(What the task requires)
Please reply with one number only: how many lines in the entries below contain the string "road".

(Source records)
· · · · · · ·

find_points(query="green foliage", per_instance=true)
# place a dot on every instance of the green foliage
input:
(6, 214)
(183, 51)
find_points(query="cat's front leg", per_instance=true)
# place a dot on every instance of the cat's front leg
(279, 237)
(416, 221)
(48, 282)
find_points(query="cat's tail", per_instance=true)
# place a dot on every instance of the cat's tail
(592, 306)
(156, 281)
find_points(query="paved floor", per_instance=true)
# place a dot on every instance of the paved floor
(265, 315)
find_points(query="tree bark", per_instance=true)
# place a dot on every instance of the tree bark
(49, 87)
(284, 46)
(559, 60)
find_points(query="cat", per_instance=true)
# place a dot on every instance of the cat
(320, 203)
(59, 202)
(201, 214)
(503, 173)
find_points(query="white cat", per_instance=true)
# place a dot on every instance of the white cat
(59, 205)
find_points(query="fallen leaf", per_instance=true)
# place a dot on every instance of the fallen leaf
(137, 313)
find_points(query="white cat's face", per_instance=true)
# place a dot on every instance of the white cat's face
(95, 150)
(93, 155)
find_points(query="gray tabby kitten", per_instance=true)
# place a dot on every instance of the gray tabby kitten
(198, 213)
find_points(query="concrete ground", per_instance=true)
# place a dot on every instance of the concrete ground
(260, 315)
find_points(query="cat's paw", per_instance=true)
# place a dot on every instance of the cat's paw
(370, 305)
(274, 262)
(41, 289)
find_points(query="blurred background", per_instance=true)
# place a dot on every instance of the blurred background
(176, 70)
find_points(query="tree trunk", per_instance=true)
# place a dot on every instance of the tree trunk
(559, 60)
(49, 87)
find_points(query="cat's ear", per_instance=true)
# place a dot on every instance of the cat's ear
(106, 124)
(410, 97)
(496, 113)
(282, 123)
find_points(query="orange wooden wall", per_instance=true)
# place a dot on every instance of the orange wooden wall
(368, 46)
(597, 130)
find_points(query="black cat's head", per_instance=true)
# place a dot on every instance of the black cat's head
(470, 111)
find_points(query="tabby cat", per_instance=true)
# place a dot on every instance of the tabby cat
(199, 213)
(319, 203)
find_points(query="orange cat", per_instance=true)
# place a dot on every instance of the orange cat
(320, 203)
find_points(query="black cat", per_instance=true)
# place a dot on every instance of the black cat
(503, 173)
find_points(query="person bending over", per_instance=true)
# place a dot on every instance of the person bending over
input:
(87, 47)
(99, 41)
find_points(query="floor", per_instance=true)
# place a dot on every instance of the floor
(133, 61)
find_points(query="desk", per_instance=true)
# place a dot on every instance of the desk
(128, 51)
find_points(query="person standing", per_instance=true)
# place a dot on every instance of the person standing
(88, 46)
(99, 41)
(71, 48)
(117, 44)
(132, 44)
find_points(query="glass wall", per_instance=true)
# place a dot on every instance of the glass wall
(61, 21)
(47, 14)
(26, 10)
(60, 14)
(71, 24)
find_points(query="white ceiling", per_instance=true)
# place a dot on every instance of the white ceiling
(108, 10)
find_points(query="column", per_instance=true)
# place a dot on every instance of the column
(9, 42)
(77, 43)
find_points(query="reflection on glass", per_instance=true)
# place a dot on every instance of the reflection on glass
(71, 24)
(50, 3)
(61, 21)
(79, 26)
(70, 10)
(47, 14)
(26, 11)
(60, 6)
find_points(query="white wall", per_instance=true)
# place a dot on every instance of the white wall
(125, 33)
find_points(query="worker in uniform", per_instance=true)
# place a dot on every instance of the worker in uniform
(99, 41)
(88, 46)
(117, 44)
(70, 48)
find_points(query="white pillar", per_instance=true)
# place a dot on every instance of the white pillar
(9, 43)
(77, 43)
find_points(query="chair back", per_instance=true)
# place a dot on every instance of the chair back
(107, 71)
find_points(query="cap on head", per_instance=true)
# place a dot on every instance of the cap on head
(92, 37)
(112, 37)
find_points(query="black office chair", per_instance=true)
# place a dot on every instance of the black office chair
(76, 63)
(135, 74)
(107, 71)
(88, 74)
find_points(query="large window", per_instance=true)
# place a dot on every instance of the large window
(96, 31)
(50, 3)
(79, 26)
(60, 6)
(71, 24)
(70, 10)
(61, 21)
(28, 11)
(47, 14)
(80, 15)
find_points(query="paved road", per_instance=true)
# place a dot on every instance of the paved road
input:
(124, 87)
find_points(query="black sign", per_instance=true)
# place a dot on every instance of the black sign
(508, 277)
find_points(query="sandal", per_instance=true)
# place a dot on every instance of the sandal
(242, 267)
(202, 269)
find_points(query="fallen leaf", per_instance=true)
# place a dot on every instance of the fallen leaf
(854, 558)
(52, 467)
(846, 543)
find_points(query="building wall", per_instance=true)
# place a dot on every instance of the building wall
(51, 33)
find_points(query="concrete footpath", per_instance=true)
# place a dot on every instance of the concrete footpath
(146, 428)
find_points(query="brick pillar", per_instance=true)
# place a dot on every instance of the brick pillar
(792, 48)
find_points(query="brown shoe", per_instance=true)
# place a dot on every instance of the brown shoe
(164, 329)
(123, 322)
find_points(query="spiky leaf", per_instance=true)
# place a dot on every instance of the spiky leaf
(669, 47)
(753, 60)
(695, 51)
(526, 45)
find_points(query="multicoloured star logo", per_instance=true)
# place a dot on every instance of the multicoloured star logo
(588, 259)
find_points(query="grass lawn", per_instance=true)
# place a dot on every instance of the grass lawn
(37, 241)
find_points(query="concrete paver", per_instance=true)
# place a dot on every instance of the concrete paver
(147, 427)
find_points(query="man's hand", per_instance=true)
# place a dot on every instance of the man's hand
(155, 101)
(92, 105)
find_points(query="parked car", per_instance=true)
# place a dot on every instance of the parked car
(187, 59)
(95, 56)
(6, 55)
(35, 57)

· · · · · · ·

(Result of this task)
2